# What are you doing over Easter ?



## Relle (Apr 21, 2011)

Nothing planned here, just playing it by ear and seeing what happens. Might try and catch up with a friends daughter who is here for 2 weeks from Texas seeing her father in a nursing home. Today we went and had a smorgasboard lunch so no dinner tonight - too full.Dh had his RDO today instead of Good Friday. Don't think we'll go the Royal Easter show as they charge $34  :shock:  to get in.

Might make soap tomorrow - Yeahh.

Relle.


----------



## ChrissyB (Apr 21, 2011)

We are going to MIL's for lunch on Good Friday, we do that every year. It's great fun. Other than that, DH has five days off *YIPPEEE* so I hope the weather is kind to us so we can get out and about with the kids and do some stuff.


----------



## Traceyann (Apr 21, 2011)

SOAPING YAAAYYYYY I have 5 days off and recieved new supplies today .....hey Relle I have friends up in Texas ( QLD ) too, small world hey


----------



## Dragonkaz (Apr 21, 2011)

Five days at home to soap ... with new supplies from Aussie Soap Supplies and Escentials of Australia!

Plus some work in my vegie garden ... but mostly it's going to be about making and planning for making ... soap!

... and I'm planning to eat chocolate between making soap!  Have bought myself some yummie chocoate!


----------



## Traceyann (Apr 21, 2011)

LOL @ the chocolate.....im fat enough with out it , but might sneak some of Andrews !!!

▶ [TASK INPUTS]
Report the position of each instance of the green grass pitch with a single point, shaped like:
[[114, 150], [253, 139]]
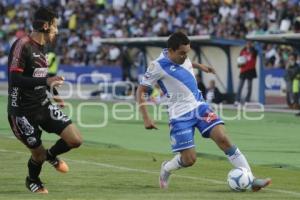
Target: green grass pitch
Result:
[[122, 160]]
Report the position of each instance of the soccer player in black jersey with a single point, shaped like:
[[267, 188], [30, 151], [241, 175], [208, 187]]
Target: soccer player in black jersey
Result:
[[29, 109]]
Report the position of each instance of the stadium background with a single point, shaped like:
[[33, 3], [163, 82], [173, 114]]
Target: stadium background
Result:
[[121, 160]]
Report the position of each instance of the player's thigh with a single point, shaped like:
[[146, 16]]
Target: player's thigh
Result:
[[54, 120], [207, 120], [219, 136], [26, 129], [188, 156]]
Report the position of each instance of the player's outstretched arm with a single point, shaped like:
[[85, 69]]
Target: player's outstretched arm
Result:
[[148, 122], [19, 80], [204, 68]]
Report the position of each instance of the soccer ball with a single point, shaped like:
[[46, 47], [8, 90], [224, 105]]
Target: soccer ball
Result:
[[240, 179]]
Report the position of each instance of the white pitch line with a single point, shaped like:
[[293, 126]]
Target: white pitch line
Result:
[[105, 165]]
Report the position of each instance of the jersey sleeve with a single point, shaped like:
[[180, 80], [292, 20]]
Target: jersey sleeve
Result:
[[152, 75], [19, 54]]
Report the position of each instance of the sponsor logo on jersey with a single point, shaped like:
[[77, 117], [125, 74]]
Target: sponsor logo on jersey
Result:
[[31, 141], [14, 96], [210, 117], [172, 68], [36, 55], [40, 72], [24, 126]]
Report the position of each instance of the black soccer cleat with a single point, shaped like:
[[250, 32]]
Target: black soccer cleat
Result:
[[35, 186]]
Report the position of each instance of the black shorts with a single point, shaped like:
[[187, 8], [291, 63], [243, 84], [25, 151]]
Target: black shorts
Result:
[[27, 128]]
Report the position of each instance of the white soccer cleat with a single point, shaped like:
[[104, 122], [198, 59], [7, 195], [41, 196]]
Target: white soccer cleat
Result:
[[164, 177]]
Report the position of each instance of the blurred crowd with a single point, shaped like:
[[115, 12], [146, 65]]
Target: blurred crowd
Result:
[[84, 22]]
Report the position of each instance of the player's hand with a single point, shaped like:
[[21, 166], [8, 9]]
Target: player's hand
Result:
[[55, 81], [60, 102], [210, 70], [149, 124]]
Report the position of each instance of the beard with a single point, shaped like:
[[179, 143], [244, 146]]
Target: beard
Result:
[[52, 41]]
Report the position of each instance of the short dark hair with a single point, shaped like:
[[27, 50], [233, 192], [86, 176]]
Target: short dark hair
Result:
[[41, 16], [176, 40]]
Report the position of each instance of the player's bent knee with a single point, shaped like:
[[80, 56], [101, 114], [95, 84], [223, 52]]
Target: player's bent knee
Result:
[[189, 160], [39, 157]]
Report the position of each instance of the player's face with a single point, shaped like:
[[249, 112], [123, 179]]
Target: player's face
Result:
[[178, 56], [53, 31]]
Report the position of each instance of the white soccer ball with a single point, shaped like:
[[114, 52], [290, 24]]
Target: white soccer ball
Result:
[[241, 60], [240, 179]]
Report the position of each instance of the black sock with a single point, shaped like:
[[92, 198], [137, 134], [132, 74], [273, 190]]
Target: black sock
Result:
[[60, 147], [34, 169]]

---

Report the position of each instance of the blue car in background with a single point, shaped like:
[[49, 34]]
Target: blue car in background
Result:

--

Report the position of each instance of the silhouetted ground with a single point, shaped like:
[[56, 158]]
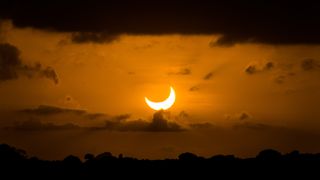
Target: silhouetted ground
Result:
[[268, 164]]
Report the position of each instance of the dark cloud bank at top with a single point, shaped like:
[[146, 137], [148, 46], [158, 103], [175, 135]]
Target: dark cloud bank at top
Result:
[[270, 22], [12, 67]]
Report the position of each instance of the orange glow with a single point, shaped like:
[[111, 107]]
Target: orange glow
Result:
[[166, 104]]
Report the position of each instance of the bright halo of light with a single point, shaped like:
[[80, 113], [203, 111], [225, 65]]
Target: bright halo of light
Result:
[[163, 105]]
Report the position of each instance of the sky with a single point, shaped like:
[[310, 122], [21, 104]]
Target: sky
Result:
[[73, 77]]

▶ [COMPLETE THE FOLLOWING]
**A.** In the records, start at the line that has "Report the position of each instance of the stadium" and stop after the line that has "[[121, 160]]". Rewrite those lines as a numbered list, leaving out any blank lines.
**B.** Continue the forum thread about Easter plans from where it stops.
The forum thread and the records have nothing to do with each other.

▶ [TASK RESULTS]
**A.**
1. Report the position of each instance of the stadium background with a single point, shaped like:
2. [[33, 3], [163, 82], [173, 114]]
3. Target: stadium background
4. Result:
5. [[121, 160]]

**B.**
----------



## Dragonkaz (Apr 21, 2011)

Chocolate can't be fattening ... remember all that stuff about vegetables, nuts etc ... lol!

_I'm on my own ... well me and my gorgeous companion Wilson ... and although I know Wilson would love to buy me chocolates I didn't think any shops would serve him ... so decided to cut my loses and buy them for myself!_
Whatever ... I'm forget the raw vegan stuff when it comes to chocolate!

Chocolate and soap ... soap and chocolate ... and then do it all again!


----------



## Relle (Apr 21, 2011)

Seems like we are all going to eat, soap and eat chocolate.  

Trace, the Texas I'm talking about is in the US. She only gets here once a year, her father has alzheimers and parkinsons.

I just soaped a Fishermans soap with Anise EO and Lemon EO. The whole house smells like licorice.  

HAPPY GOOD FRIDAY EVERYONE.

Relle.


----------



## cthylla (Apr 22, 2011)

My parents' house tomorrow...and my husband's parents' house on Sunday.  All traveling, no soaping.   :cry: 

But hopefully no bloodshed, either.   :twisted:


----------



## carebear (Apr 22, 2011)

soaps and lotions!


----------



## kelleyaynn (Apr 22, 2011)

I was home sick today, but hopefully tomorrow I'll be well enough to do my latest round of FO tests, and make a salt bar batch.   Going to my husband's niece's house for dinner on Easter.


----------



## kelleyaynn (Apr 22, 2011)

cthylla said:
			
		

> My parents' house tomorrow...and my husband's parents' house on Sunday.  All traveling, no soaping.   :cry:
> 
> But hopefully no bloodshed, either.   :twisted:



So funny.  On Sunday we are having dinner at my husband's niece's house, and her sister (who is no actual blood relation to my husband) will be there with her four kids - and she is 17.  We are less than thrilled, but plan to ignore her and her brood as much as is humanly possible. To say she is an idiot is the nicest thing I can come up with.


----------



## cthylla (Apr 22, 2011)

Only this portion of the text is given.